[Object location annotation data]
────────
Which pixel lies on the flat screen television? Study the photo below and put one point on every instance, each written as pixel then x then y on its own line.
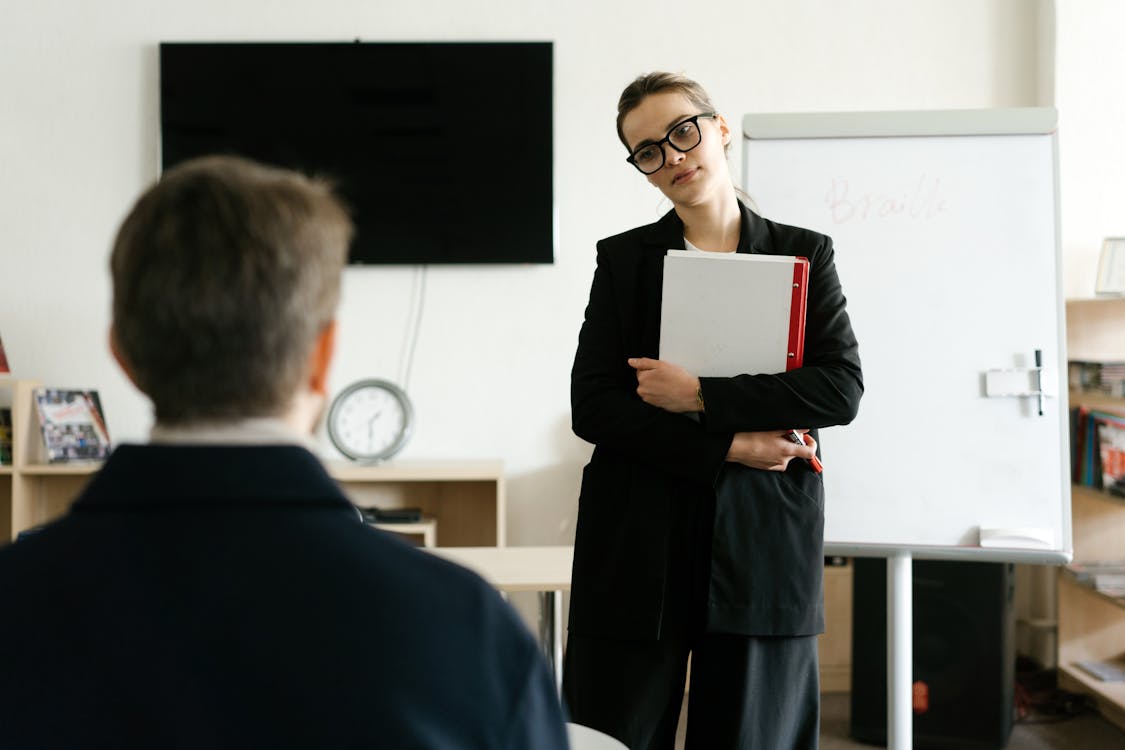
pixel 443 151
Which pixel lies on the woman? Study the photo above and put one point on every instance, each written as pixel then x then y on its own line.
pixel 698 531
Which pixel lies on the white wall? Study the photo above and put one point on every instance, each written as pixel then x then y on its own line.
pixel 1089 71
pixel 78 142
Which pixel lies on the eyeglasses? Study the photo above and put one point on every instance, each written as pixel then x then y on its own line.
pixel 683 136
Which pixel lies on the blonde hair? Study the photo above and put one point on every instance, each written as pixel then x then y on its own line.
pixel 659 82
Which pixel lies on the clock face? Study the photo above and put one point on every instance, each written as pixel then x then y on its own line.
pixel 370 421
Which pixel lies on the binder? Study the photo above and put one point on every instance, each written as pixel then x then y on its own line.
pixel 727 314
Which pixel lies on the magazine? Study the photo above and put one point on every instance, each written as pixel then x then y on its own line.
pixel 73 424
pixel 5 436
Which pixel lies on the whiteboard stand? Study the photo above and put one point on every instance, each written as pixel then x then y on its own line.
pixel 900 651
pixel 961 209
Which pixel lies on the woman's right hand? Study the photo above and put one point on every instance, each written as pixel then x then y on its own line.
pixel 770 451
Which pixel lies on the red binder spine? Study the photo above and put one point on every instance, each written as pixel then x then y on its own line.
pixel 797 314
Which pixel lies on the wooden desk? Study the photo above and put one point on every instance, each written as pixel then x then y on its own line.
pixel 542 569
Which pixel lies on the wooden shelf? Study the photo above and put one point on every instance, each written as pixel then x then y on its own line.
pixel 1116 601
pixel 1096 400
pixel 486 470
pixel 464 502
pixel 77 469
pixel 466 499
pixel 1096 495
pixel 1091 624
pixel 426 529
pixel 1108 696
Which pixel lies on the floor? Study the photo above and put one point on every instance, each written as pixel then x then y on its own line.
pixel 1086 731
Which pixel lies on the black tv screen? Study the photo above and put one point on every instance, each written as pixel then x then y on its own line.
pixel 443 151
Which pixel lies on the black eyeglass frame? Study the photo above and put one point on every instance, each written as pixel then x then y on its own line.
pixel 667 139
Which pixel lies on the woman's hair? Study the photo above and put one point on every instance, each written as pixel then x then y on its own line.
pixel 659 82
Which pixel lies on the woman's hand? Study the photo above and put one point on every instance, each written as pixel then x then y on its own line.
pixel 771 451
pixel 666 385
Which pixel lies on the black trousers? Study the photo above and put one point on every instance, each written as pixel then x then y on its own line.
pixel 746 692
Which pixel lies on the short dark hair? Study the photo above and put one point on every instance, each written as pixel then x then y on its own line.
pixel 224 273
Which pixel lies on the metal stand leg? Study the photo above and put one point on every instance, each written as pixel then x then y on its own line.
pixel 899 651
pixel 550 633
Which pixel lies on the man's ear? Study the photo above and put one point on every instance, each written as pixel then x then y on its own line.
pixel 320 360
pixel 115 349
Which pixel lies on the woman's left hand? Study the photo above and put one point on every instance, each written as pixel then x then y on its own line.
pixel 666 385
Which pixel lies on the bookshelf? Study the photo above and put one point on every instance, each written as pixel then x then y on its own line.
pixel 462 503
pixel 1091 625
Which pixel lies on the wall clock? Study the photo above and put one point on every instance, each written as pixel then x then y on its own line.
pixel 370 421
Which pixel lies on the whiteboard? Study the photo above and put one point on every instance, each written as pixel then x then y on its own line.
pixel 946 234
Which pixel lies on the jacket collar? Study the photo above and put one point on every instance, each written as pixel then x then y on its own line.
pixel 668 233
pixel 155 476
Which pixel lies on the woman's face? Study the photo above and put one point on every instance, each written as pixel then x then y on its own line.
pixel 686 179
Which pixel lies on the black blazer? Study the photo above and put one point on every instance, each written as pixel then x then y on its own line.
pixel 231 597
pixel 648 464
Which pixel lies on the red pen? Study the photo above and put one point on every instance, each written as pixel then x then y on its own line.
pixel 799 439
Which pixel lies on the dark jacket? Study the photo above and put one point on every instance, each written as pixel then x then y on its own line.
pixel 648 464
pixel 231 597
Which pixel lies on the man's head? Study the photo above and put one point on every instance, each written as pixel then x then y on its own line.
pixel 226 276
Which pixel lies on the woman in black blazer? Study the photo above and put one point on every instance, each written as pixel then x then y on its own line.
pixel 698 531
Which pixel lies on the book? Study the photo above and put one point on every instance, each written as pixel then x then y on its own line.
pixel 1107 577
pixel 728 314
pixel 73 424
pixel 6 431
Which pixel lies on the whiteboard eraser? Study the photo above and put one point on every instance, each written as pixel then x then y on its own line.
pixel 1017 538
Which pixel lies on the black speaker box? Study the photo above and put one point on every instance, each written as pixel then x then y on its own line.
pixel 964 659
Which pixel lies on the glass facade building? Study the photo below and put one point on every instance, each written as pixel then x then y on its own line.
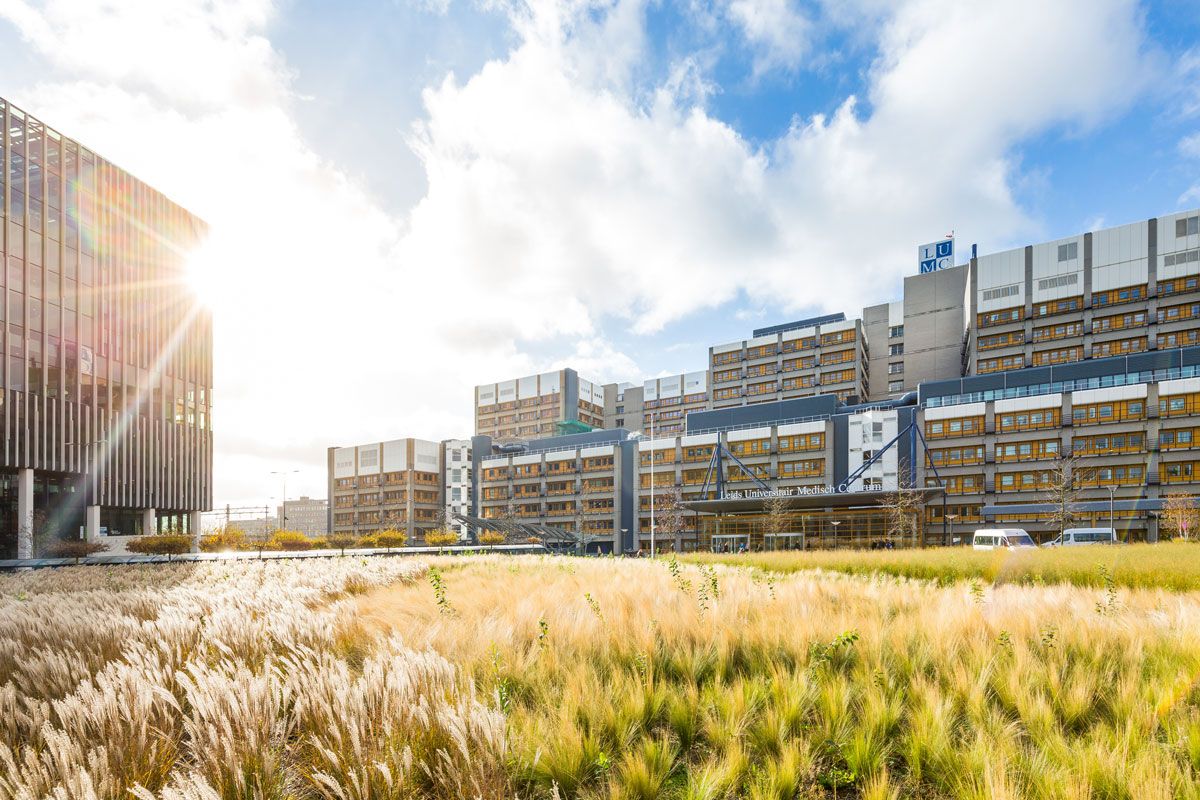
pixel 107 370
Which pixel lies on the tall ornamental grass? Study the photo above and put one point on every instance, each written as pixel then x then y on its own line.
pixel 653 679
pixel 229 680
pixel 1169 565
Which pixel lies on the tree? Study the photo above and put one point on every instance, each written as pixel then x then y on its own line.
pixel 670 516
pixel 391 537
pixel 1180 515
pixel 441 537
pixel 161 545
pixel 492 537
pixel 778 519
pixel 1062 489
pixel 226 539
pixel 289 540
pixel 904 509
pixel 73 548
pixel 341 541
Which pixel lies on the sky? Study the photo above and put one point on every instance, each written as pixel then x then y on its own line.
pixel 407 198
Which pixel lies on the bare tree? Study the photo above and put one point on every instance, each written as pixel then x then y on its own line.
pixel 1180 515
pixel 778 519
pixel 1062 489
pixel 904 509
pixel 671 516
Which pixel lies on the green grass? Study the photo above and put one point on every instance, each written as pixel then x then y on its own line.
pixel 1174 566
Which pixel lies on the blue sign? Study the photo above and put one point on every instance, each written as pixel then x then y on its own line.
pixel 936 256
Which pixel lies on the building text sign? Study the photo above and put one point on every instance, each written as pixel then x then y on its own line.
pixel 936 256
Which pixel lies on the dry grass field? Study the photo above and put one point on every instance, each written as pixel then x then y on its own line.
pixel 1171 565
pixel 490 677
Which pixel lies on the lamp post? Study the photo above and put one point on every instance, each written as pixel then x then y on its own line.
pixel 283 505
pixel 653 521
pixel 1113 530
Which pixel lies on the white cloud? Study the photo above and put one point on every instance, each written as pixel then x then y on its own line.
pixel 1189 145
pixel 564 191
pixel 777 30
pixel 570 185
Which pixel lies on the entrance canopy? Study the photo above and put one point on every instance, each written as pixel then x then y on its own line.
pixel 756 501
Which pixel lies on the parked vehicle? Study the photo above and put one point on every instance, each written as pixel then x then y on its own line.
pixel 1077 536
pixel 990 539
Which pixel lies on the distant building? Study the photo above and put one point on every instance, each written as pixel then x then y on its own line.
pixel 537 407
pixel 306 515
pixel 456 459
pixel 387 485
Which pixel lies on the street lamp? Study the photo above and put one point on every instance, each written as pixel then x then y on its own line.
pixel 1113 530
pixel 653 521
pixel 283 506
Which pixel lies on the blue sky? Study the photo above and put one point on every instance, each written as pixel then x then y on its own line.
pixel 412 197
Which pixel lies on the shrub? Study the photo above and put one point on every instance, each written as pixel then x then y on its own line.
pixel 441 537
pixel 491 537
pixel 161 545
pixel 341 541
pixel 227 539
pixel 391 537
pixel 289 540
pixel 73 548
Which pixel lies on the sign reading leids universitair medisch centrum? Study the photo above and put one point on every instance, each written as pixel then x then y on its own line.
pixel 936 256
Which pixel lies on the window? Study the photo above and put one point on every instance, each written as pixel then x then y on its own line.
pixel 1000 317
pixel 961 427
pixel 1174 313
pixel 1108 444
pixel 1062 355
pixel 1116 296
pixel 1000 365
pixel 1177 439
pixel 1057 306
pixel 1001 340
pixel 1179 404
pixel 1177 286
pixel 1032 420
pixel 1114 411
pixel 1179 471
pixel 1037 450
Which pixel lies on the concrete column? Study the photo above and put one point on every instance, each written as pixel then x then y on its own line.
pixel 93 523
pixel 25 513
pixel 193 529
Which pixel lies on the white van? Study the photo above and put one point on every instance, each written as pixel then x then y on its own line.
pixel 1077 536
pixel 991 539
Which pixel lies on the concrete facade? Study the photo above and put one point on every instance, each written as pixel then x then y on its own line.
pixel 535 407
pixel 310 516
pixel 387 485
pixel 107 404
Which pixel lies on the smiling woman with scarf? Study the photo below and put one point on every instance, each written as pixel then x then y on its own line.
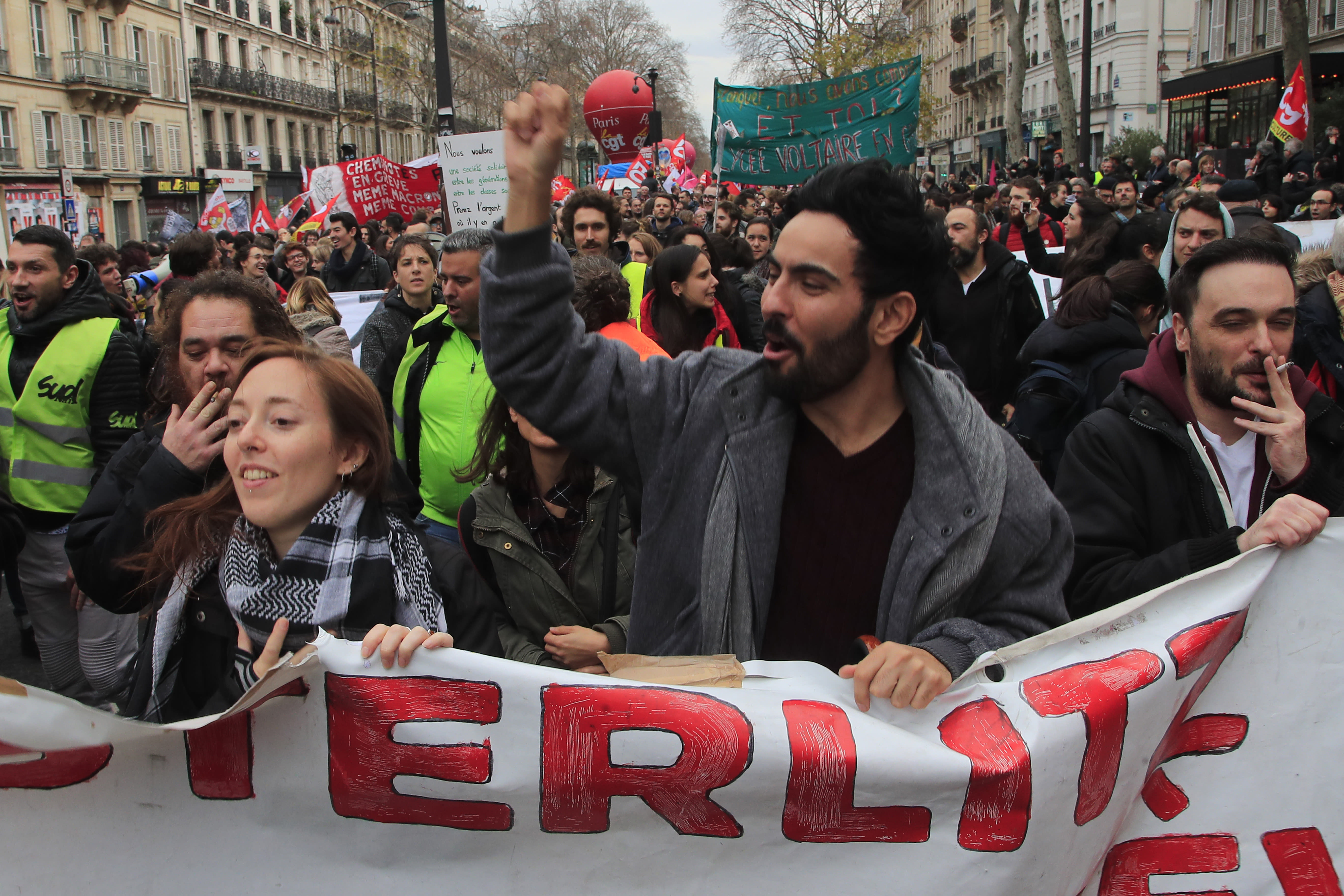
pixel 298 538
pixel 354 265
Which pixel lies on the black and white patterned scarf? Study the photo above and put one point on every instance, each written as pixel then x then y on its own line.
pixel 354 567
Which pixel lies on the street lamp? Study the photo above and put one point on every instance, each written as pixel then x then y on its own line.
pixel 331 21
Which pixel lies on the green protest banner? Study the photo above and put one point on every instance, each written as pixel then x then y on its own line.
pixel 784 135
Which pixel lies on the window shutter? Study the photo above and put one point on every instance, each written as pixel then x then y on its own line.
pixel 155 86
pixel 40 140
pixel 179 72
pixel 175 148
pixel 1244 26
pixel 1218 31
pixel 140 146
pixel 103 146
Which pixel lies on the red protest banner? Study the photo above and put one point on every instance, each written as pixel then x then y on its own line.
pixel 376 187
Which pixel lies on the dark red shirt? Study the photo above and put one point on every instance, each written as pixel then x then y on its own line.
pixel 837 526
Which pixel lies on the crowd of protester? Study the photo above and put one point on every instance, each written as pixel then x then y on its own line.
pixel 835 422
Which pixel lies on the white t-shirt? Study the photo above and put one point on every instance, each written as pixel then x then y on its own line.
pixel 1237 461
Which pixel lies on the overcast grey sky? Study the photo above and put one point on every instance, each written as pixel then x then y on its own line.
pixel 698 25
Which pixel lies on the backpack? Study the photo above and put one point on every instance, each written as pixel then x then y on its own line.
pixel 1050 404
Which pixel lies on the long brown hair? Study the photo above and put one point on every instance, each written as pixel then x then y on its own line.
pixel 503 453
pixel 199 526
pixel 1089 256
────────
| Task goal |
Copy word for word the lines of the listing above, from the line containing "Which pixel lies on the floor?" up to and including the line containing "pixel 550 633".

| Solution for this problem |
Which pixel lies on the floor? Study the photo above and put one point on every instance, each written as pixel then x then y on its own line.
pixel 1086 731
Which pixel lies on the black tv screen? Study the photo above and put one point on every instance, each written as pixel then x then y on its own line.
pixel 443 151
Which pixel lies on the black eyeglass frame? Study the photo above and put one point on every instance, each written as pixel then x then y on its own line.
pixel 667 139
Which pixel lies on the woman's hair? Study the photo above and put one point on every instance, each written as pixel then x then y on its own line.
pixel 659 82
Which pixel lies on the woman's hand? Study the photo above and put one point on every instance, each written as pixel then x then y on its own line.
pixel 771 451
pixel 666 385
Which pixel lies on the black trousers? Study the photo above and put one point on every instance, each written as pixel then x then y on its own line.
pixel 746 692
Which pixel lies on the short dark hair? Study the photo above and put one point on every instance, each written as pixel then x then y on its own line.
pixel 224 273
Which pixel lies on the metal stand leg? Study the photo above and put one point on every instance, each written as pixel then x then y on its own line.
pixel 899 651
pixel 550 633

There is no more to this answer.